Stored records
=== Begin Enclosure ===

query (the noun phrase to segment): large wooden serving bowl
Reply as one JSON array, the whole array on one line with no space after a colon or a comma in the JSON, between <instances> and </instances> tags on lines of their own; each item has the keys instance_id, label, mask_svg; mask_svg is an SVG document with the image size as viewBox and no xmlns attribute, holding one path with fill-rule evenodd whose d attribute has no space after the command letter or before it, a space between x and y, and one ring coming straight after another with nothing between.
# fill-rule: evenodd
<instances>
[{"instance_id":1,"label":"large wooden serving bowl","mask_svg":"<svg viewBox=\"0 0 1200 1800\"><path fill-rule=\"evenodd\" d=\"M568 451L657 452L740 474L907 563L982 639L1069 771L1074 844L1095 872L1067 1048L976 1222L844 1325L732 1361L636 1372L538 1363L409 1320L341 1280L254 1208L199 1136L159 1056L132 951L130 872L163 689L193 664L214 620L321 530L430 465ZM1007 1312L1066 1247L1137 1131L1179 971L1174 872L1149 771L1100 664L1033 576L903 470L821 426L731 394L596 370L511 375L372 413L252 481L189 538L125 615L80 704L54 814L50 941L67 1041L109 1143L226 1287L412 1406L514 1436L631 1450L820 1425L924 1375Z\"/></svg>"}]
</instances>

=== End Enclosure ===
=== Begin Enclosure ===

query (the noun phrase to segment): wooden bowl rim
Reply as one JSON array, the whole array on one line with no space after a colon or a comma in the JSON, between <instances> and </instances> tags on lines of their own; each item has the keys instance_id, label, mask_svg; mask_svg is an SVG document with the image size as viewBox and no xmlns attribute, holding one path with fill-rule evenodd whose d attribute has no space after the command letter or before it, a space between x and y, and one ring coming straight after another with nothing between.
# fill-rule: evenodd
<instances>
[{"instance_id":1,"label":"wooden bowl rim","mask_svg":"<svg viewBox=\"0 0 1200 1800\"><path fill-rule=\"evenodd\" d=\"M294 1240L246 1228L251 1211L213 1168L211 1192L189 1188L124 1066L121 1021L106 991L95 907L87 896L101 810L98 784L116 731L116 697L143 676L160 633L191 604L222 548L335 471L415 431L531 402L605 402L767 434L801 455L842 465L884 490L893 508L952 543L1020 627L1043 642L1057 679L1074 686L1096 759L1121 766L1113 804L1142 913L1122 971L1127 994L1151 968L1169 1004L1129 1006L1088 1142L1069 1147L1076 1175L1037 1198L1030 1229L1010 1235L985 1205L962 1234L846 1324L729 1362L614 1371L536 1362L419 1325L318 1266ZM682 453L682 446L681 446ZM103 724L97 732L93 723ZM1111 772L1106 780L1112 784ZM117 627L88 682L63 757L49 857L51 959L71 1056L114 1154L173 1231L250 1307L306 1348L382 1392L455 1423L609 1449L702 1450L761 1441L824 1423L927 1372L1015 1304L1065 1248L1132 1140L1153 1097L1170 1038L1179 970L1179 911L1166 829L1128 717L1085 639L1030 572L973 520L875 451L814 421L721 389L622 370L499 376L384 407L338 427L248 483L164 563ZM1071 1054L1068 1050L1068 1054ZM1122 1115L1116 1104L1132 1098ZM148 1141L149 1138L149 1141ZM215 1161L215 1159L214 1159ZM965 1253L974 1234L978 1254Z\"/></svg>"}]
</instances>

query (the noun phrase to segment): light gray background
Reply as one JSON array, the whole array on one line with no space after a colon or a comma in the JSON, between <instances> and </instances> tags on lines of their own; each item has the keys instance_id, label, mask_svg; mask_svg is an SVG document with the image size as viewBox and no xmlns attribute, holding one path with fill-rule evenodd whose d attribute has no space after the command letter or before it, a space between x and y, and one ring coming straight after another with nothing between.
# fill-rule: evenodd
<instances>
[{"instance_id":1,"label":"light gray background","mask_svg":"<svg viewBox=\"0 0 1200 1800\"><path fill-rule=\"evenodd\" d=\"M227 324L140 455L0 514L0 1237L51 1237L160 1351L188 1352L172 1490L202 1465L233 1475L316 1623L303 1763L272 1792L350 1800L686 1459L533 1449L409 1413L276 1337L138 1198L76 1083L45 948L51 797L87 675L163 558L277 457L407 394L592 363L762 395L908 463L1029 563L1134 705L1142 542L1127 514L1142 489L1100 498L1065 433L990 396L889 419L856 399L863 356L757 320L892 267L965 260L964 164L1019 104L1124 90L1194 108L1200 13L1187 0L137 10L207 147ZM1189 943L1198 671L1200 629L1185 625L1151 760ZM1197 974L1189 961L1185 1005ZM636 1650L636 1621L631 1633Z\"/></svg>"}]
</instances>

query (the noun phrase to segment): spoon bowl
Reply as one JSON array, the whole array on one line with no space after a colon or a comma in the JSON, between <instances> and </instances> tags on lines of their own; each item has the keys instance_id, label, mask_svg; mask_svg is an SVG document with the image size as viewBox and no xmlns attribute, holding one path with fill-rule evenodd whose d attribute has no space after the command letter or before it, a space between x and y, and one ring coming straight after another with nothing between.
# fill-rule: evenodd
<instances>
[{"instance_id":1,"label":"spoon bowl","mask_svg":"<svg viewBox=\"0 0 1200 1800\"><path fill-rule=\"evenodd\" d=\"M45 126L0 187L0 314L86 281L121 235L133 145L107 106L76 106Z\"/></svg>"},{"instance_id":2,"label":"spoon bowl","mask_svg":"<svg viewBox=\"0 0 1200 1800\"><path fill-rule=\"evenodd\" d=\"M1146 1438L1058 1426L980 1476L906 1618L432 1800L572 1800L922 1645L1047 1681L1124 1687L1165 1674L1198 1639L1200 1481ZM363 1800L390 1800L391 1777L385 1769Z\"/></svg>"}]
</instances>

=== End Enclosure ===

### How to complete this task:
Scan the lines above for the word "segment" and copy every one where it occurs.

### Finished exercise:
query (the noun phrase to segment): large wooden serving bowl
query (the noun phrase to segment): wooden bowl rim
query (the noun phrase to segment): light gray background
query (the noun phrase to segment): spoon bowl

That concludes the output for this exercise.